[Start of Attachment]

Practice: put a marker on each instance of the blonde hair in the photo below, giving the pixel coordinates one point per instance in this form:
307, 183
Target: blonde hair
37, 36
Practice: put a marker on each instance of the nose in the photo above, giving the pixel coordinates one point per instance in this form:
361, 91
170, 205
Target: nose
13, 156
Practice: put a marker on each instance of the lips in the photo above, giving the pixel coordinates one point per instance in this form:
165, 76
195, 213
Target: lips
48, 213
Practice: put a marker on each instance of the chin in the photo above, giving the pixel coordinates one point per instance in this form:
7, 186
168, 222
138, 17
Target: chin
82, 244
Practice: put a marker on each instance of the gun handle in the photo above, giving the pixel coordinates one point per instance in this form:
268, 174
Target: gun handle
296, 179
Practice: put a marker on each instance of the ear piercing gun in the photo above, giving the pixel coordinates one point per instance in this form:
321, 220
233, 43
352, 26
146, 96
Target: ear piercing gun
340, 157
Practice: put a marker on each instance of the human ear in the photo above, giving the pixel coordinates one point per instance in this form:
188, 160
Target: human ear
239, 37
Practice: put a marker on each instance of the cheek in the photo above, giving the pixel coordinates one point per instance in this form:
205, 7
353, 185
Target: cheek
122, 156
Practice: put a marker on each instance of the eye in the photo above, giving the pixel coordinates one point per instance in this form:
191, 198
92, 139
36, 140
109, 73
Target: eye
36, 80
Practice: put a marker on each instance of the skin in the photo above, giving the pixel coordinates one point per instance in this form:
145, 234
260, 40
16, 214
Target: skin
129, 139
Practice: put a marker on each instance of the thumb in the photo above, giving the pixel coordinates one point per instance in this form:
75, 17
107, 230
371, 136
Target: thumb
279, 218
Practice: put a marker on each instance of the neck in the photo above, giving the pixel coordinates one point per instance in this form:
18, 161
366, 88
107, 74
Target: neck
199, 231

[End of Attachment]

Your goal:
Retype the data exactly as given.

Solved problem:
Practice: put a marker on each instance of the blonde hair in the photo below, giving the pixel coordinates one point per instance in this form:
307, 183
Target: blonde hair
37, 36
Practice: put a marker on each instance of the nose in the photo above, giving the pixel coordinates one point per instance in this form:
361, 91
170, 205
Target: nose
13, 156
Practice: put a marker on each instance of the lips in the photo above, giving the pixel coordinates one point per instance in this form:
165, 76
195, 213
Target: lips
48, 213
Practice: put a marker on each instance of the chin in the photo above, giving the pixel coordinates one point per instance in this form:
7, 186
168, 222
138, 17
Target: chin
82, 244
Practice: put a marker on each instance of the gun handle in the photo above, giving the pixel coordinates one point per instance in this form:
268, 174
Target: gun handle
296, 179
Practice: put a marker on each instance of the ear piercing gun in the photo above, giving the pixel coordinates one point per instance in this form:
321, 220
233, 43
352, 26
146, 96
Target: ear piercing gun
340, 157
Practice: put a marker on each instance of the human ear in the photo above, giving the pixel coordinates one point per instance in this form:
188, 160
Target: human ear
239, 37
Practice: put a marker on each instance of the cheek in the photo above, giving the pixel coordinates one point per instance in this form:
205, 7
353, 185
Target: cheek
122, 156
Practice: put a marker on each instance of the eye in the photo above, giving the pixel coordinates one point per instance in this form:
191, 198
92, 139
36, 140
109, 73
Target: eye
36, 80
Practice: put a marker on each instance of the skin in the photo above, giving the pixel coordinates one point per instance in this form:
145, 234
260, 40
16, 214
Target: skin
129, 139
Practice: put a marker on each instance of the thumb in the photo above, giving the pixel coordinates one point per instance in this form:
75, 17
107, 230
371, 136
Target: thumb
279, 218
Practice: put a marker on each instance of the neck in the photo above, giving the pixel coordinates one point per instance in this form:
18, 161
366, 88
107, 74
Target: neck
199, 231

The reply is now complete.